DATA PROVIDED -
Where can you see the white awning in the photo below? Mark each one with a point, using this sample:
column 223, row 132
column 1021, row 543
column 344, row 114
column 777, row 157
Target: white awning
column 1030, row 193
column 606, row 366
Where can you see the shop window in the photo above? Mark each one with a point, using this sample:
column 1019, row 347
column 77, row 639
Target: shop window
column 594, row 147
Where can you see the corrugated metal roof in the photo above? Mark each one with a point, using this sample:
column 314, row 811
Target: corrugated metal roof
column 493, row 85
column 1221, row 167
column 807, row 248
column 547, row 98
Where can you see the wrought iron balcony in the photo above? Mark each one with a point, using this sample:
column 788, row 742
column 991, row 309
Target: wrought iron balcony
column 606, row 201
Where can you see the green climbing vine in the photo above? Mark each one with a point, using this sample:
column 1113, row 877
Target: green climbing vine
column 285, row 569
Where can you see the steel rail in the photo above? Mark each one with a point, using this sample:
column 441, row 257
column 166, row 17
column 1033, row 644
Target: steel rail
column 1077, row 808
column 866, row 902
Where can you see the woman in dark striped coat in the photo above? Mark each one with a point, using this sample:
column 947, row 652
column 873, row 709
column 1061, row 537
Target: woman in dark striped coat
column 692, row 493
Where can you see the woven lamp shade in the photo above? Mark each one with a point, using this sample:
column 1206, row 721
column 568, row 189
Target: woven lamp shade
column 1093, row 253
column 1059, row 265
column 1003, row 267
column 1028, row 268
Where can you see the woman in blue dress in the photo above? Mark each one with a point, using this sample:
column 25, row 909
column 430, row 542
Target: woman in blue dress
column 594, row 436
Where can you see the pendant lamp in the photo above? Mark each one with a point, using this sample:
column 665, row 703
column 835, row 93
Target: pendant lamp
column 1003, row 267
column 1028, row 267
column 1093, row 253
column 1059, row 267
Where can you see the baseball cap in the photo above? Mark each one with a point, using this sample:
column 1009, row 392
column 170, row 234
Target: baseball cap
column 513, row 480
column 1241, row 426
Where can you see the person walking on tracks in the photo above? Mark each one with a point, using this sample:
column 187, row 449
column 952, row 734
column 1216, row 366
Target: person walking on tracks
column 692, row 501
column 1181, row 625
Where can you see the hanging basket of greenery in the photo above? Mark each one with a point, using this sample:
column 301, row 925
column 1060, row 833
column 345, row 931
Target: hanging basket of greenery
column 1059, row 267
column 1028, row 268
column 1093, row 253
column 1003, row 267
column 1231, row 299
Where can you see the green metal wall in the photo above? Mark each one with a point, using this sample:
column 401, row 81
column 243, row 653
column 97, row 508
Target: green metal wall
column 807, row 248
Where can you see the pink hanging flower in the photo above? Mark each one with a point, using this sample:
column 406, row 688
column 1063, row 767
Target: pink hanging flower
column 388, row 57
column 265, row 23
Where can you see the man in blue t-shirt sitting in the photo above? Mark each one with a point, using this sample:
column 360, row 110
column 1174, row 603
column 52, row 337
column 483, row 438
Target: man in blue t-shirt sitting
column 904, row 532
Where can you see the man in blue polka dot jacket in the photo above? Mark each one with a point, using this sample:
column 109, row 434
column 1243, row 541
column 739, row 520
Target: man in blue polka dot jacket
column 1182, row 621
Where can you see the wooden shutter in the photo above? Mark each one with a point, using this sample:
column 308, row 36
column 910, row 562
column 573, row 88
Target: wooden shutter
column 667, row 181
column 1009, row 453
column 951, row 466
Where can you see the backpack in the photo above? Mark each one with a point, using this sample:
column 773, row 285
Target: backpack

AIM OF THE EXERCISE -
Print only what lies in the material above starting at the line with "Where can you see the corrugated" and ending at the line with "column 1033, row 644", every line exactly as given.

TASK RESULT -
Where can you see the corrugated metal roof in the photo above? Mark each one with a point, using this sample:
column 314, row 811
Target: corrugated metal roof
column 493, row 85
column 1221, row 167
column 807, row 248
column 547, row 98
Where can you see the wrought iron balcony in the photo above? Mark each one with a point, using this sample:
column 788, row 742
column 991, row 309
Target: wrought iron balcony
column 606, row 201
Where can you see the green climbing vine in the photo above? Mark each one with a point, using this sample:
column 1113, row 877
Target: green climbing vine
column 285, row 569
Where can you see the steel rail in the photo above? Mark each one with a point, using this sample:
column 441, row 257
column 166, row 17
column 1033, row 644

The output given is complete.